----- Raw data
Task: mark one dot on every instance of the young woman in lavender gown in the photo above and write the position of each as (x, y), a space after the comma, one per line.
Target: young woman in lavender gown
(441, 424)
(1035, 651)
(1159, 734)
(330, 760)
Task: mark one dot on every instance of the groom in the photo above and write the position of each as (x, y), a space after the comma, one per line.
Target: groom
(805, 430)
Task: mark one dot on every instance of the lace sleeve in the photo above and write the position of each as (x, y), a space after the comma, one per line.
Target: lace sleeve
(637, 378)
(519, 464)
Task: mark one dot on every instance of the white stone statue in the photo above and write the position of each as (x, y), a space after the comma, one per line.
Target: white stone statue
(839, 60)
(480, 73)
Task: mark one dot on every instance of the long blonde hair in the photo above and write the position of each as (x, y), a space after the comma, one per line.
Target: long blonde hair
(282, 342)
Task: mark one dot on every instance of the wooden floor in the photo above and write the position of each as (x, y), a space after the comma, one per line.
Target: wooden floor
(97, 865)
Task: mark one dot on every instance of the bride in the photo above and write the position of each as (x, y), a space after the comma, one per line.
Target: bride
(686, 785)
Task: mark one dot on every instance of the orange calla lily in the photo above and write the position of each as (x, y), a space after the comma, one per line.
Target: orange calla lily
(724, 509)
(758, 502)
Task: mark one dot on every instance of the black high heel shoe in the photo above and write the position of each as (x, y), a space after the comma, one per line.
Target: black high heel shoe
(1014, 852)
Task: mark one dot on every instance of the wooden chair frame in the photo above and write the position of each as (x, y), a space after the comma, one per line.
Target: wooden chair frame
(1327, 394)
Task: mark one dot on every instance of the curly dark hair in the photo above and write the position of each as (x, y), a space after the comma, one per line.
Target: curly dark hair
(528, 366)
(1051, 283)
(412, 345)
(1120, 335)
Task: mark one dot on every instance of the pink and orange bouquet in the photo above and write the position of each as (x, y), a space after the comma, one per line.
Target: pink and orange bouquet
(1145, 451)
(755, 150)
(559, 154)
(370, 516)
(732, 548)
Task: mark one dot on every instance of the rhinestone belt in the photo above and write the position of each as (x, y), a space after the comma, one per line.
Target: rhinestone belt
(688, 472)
----------
In the data above, find the line containing "Target: wooden chair frame", then copy it and every later line exactly.

Target: wooden chair frame
(1327, 394)
Task: mark one dot on every instance of the curly dark hair in the photo above and write the position of each as (x, y), a space after the comma, one per line.
Target: curly dark hair
(528, 366)
(1051, 283)
(412, 345)
(1120, 335)
Task: mark one dot on every instance of the pink and orange bouquet in the photo above and write the position of each as (x, y), a space after the comma, one per line.
Target: pink and orange bouquet
(1145, 451)
(755, 150)
(559, 154)
(370, 516)
(732, 548)
Task: mark one dot on every instance of the rhinestone belt in the photo above and write the position of each as (x, y), a space after the comma, one per line.
Target: rhinestone belt
(688, 472)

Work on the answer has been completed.